> **Request**
Repeat the lines below exactly as they appear, but leave out the images.

> **Listing**
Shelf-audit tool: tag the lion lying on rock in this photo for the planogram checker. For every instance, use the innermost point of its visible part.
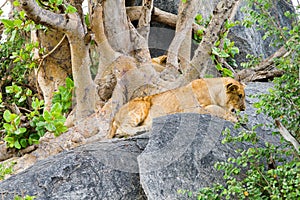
(218, 96)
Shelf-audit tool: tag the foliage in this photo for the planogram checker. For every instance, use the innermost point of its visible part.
(224, 48)
(266, 171)
(24, 120)
(6, 169)
(57, 6)
(285, 94)
(64, 95)
(247, 176)
(27, 197)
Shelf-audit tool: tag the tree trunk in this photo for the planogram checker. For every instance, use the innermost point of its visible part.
(73, 27)
(223, 11)
(55, 65)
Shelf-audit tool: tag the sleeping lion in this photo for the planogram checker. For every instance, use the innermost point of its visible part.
(217, 96)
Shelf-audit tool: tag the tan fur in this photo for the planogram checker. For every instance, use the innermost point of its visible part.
(217, 96)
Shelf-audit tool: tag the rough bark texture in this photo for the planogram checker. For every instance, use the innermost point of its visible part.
(180, 154)
(187, 13)
(221, 13)
(116, 26)
(72, 25)
(56, 67)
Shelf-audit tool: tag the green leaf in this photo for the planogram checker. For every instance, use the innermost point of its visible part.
(17, 144)
(9, 140)
(8, 127)
(47, 116)
(70, 9)
(59, 2)
(18, 22)
(56, 109)
(69, 83)
(16, 3)
(22, 130)
(7, 116)
(23, 98)
(7, 23)
(50, 127)
(17, 119)
(23, 143)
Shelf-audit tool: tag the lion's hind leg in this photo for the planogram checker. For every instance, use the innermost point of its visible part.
(129, 119)
(221, 112)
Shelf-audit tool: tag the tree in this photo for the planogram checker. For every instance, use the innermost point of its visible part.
(117, 32)
(123, 47)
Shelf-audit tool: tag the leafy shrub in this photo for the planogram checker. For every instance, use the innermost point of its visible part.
(5, 169)
(272, 171)
(24, 120)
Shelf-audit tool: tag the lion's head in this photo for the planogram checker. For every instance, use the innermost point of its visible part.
(235, 96)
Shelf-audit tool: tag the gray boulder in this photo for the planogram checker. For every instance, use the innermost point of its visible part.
(183, 149)
(102, 170)
(178, 154)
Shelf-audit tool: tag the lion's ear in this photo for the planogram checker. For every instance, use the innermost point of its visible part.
(232, 87)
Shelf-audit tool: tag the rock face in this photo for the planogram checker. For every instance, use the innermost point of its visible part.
(182, 150)
(106, 170)
(248, 40)
(179, 153)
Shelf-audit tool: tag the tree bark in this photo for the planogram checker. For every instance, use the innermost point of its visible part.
(223, 11)
(187, 13)
(116, 26)
(72, 25)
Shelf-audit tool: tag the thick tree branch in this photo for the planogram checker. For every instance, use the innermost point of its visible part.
(264, 70)
(144, 21)
(158, 15)
(46, 17)
(287, 136)
(223, 11)
(187, 13)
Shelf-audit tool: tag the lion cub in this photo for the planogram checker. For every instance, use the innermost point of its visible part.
(217, 96)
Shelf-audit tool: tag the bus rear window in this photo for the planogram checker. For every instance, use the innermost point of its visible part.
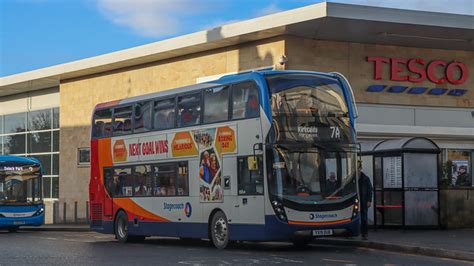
(102, 126)
(122, 120)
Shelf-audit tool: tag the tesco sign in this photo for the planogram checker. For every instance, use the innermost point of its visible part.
(417, 70)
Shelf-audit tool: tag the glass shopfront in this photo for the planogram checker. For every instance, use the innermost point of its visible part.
(34, 134)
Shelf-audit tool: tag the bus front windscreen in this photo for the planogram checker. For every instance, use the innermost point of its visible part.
(312, 176)
(311, 144)
(19, 183)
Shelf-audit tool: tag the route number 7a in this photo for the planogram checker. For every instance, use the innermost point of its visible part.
(335, 132)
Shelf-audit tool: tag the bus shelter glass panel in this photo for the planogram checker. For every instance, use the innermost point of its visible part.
(392, 208)
(420, 170)
(421, 208)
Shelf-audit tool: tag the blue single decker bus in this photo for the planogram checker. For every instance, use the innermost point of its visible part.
(21, 200)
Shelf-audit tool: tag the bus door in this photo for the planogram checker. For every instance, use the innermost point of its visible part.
(250, 193)
(109, 186)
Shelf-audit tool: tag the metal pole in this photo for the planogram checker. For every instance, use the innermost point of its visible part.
(55, 212)
(64, 213)
(87, 212)
(75, 212)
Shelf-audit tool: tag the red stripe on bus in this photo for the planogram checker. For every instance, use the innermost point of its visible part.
(389, 206)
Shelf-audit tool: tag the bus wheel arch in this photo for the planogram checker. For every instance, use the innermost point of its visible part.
(218, 229)
(123, 235)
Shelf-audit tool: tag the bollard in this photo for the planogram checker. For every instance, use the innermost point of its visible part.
(55, 212)
(64, 213)
(75, 212)
(87, 212)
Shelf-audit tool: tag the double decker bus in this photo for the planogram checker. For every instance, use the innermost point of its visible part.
(21, 200)
(262, 155)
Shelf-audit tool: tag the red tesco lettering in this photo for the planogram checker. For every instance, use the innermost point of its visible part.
(417, 70)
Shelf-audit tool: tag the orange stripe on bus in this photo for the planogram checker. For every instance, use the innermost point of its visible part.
(131, 207)
(320, 223)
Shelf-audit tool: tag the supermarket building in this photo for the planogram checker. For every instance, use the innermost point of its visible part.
(412, 73)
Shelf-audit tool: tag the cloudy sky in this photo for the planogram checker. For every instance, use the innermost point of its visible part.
(40, 33)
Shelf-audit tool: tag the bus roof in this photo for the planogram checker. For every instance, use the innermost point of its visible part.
(231, 78)
(10, 158)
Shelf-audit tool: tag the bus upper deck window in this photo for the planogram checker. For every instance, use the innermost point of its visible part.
(245, 102)
(164, 117)
(216, 104)
(142, 117)
(123, 120)
(102, 125)
(189, 108)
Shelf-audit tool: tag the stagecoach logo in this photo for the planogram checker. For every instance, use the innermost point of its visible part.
(322, 216)
(179, 206)
(188, 210)
(120, 151)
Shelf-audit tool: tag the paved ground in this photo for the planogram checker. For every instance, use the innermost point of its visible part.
(88, 248)
(459, 240)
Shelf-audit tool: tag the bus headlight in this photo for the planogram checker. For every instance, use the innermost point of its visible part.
(39, 211)
(279, 210)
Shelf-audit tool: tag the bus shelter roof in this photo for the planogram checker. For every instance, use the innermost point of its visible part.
(415, 144)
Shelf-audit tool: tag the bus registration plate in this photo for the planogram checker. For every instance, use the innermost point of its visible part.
(325, 232)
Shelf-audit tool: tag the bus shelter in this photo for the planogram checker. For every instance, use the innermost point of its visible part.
(405, 179)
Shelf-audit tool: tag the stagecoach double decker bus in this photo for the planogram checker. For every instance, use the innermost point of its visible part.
(257, 156)
(21, 200)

> **Task result**
Shelf-audit tool: tag the lion lying on rock in this photo for the planogram checker. For every instance, use the innermost point of its visible part.
(218, 96)
Shelf-audit tool: tag the foliage in this photo for the planogram checker. For every instance, use the innermost point of its visible part.
(224, 48)
(266, 171)
(24, 120)
(6, 169)
(57, 6)
(285, 94)
(64, 95)
(247, 176)
(27, 197)
Shelf-audit tool: tag the tree trunk in this photo for the planogram checker. For every instance, use the innermost point of its visible part.
(73, 27)
(223, 11)
(55, 65)
Shelf-audit tool: tag the sleeping lion in this photo for the planogram checker. For every instance, use the innermost point of its visible part.
(217, 96)
Shelf-audit tool: tag the tan fur in this photo for the planogram checker. For every instance, use the innermost point of its visible part.
(217, 96)
Shelf-audit tool: tag the rough bark texture in this photo for the planogram checker. For every instance, use the innermost point of its visible part.
(180, 154)
(187, 13)
(221, 13)
(116, 26)
(72, 25)
(56, 67)
Shelf-audit tool: tag the green leaf in this photo for the planogram checker. For every instance, use the innermost point of its visible part.
(17, 144)
(9, 140)
(8, 127)
(47, 116)
(70, 9)
(59, 2)
(18, 22)
(56, 109)
(69, 83)
(16, 3)
(22, 130)
(7, 116)
(23, 98)
(7, 23)
(50, 127)
(17, 119)
(23, 143)
Shelf-audit tool: tag the lion's hind leg in this photo for the planogram checker. For every instance, use the innermost point of its visible part.
(129, 119)
(221, 112)
Shelf-audit tool: tag the tree in this photo for the planogram checker. For every instance, use the innermost point of its visible part.
(117, 32)
(123, 47)
Shelf-audit tool: tag the leafy shrub in this photo for the planogram checker. For every instance, use the innermost point of its visible part.
(5, 169)
(272, 171)
(24, 120)
Shelf-audit tool: tag the lion's head in this photo for the planogram checker. For every instance, use the innermost point of its visible part.
(235, 96)
Shelf-audit tool: tag the gray boulder in this photo for the planogram checker. For every instance, use the innermost point of its visible part.
(183, 149)
(102, 170)
(178, 154)
Shelf-audit tool: tag the lion's ear in this photo for the planogram checker. For every instance, use the innermost point of its visible part.
(232, 87)
Shelf-audit tool: tag the rock face in this photo for the planogram checker. For every instance, use the innermost point of its visible part.
(182, 150)
(106, 170)
(248, 40)
(179, 153)
Shelf-audit tool: tag the tree bark in this photo for the planogram checker. For every instance, use the innermost point of its visible part.
(223, 11)
(187, 13)
(116, 26)
(72, 25)
Shelf-audit tool: tag the thick tree branch in this photo for the planogram checker. For every instance, use the innermost point of its visible part.
(264, 70)
(144, 21)
(158, 15)
(46, 17)
(287, 136)
(223, 11)
(187, 13)
Shelf-audit tool: tag the lion cub in this photo for the planogram checker. For every instance, use the innermost point of its visible part.
(217, 96)
Shelf-audit tool: tag the bus rear window in this photo for the planogram checker. For every instance, use the innermost point of its visible part.
(102, 126)
(122, 120)
Shelf-audit tool: tag the tesco sign in this photo for the planogram checker. For every instance, use the innermost point of its visible part.
(417, 70)
Shelf-audit tool: tag the glass shopfront in this photo for the planogram checker. For every instance, use the innermost point of its visible part.
(34, 134)
Shelf-audit tool: tag the bus front windscreen in this photo for the planogram checker. For every instance, use the innermost point of its visible part.
(312, 176)
(311, 144)
(19, 183)
Shelf-audit tool: tag the route number 7a in this photo for the planogram checker. For every instance, use the innermost point of its visible part.
(335, 132)
Shelf-audit tool: tag the bus shelter glass panel in this photo for the planogram checker. For every instance, use the innermost point of its visible part.
(392, 208)
(420, 170)
(421, 208)
Shelf-audit tool: tag the blue single decker bus in this photo for the planogram checker. For every instance, use the innermost point of its visible part.
(21, 200)
Shelf-audit tool: tag the bus door in this photo for the planogram checker. For every instance, use the innermost point of its visible part.
(250, 193)
(109, 186)
Shelf-audit tool: tag the metal pole in this photo for the planogram checker. For every instance, use the innermost point of its visible part.
(55, 212)
(64, 213)
(87, 212)
(75, 212)
Shelf-audit tool: tag the red stripe on bus in this photo for the planogram checker. For every instance, use the innermost point of its visible part.
(389, 206)
Shelf-audit tool: tag the bus wheel arch in this photo for the planogram checker. For every instance, use the innermost point of its visible part.
(218, 229)
(123, 235)
Shelf-audit tool: tag the bollard in this photo for the planogram checker. For every instance, use the innermost point of its visible part.
(55, 212)
(64, 213)
(75, 212)
(87, 212)
Shelf-audit tool: tag the double decker bus in this photo for the planogram checker. For every instance, use the innermost point of its visible part.
(21, 200)
(262, 155)
Shelf-audit tool: tag the red tesco lettering in this photo for the planogram checker. For every instance, use the innermost point of its visible part.
(417, 70)
Shelf-audit tool: tag the orange stripe on bus in this photo for the planogram checker. For every instance, use the innermost point of its visible part.
(131, 207)
(320, 223)
Shelf-audit tool: tag the supermarket building in this photo for the planogram checker. For every instance, use the innermost point of its visible part.
(412, 73)
Shelf-audit tool: tag the cloudy sky in this photo for the planogram checker. For every instance, use the innermost point of its visible part.
(40, 33)
Shelf-audit tool: tag the bus roof in this photo for the planogram checker. For every instance, use the innermost point of its visible part.
(231, 78)
(10, 158)
Shelf-audit tool: tag the bus upper deck window in this photo for the planogram checker. For every instance, use the innermost point of its visible part.
(245, 102)
(164, 117)
(216, 104)
(142, 117)
(123, 120)
(102, 125)
(189, 108)
Shelf-audit tool: tag the stagecoach logo in this photo for the planogram checker. For every instance, use the innermost point of its visible part.
(322, 216)
(179, 206)
(188, 210)
(120, 151)
Shelf-audit tool: tag the paved ground in this photo for the planogram checker. For every instance, use the innermost point of its visible part.
(88, 248)
(459, 240)
Shelf-audit tool: tag the bus headlight in this photo for the planogram checker. For every instance, use the innermost point of its visible part.
(39, 211)
(279, 210)
Shelf-audit tool: tag the bus shelter roof in this photo for the planogram checker. For every instance, use the innermost point of its visible part.
(415, 144)
Shelf-audit tool: tag the bus registration plate in this photo for the planogram checker. For every instance, use the innermost point of its visible part.
(325, 232)
Shelf-audit tool: tag the bus shelter in this photo for the planogram checker. For every instance, use the innermost point of its visible part.
(405, 179)
Shelf-audit tool: tag the stagecoach double decker bus in this photo for the planogram checker. For every instance, use the innermost point of its visible part.
(257, 156)
(21, 200)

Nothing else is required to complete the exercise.